__Task statement__
Please pull out every line in the entries below that contains the string "Target" and leave out all other lines.

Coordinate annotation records

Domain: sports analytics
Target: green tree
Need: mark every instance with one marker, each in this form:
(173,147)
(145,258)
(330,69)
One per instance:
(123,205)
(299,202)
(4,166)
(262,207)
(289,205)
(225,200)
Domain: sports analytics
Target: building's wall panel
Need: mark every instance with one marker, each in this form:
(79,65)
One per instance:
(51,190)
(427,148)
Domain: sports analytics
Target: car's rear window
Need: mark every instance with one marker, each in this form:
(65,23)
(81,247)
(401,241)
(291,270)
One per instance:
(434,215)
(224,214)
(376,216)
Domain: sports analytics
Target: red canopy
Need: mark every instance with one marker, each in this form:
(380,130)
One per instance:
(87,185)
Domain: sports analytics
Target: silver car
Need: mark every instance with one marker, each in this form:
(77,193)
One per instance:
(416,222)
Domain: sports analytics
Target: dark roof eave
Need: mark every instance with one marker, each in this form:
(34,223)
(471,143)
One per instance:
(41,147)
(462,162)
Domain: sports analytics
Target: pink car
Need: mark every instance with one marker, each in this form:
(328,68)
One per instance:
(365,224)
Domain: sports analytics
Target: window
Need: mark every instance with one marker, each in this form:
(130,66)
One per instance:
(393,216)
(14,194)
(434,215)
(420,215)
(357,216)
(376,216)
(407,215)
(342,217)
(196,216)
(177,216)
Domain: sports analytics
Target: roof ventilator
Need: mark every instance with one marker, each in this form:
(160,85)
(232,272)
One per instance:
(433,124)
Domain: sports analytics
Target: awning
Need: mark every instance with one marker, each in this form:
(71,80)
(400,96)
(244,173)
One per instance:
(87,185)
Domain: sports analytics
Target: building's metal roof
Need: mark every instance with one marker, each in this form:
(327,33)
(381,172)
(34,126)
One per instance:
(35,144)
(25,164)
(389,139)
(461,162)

__Output for this task__
Target: green tree
Target: building's wall panel
Target: car's rear window
Target: red canopy
Target: silver car
Target: dark roof eave
Target: pink car
Target: window
Target: roof ventilator
Target: awning
Target: building's metal roof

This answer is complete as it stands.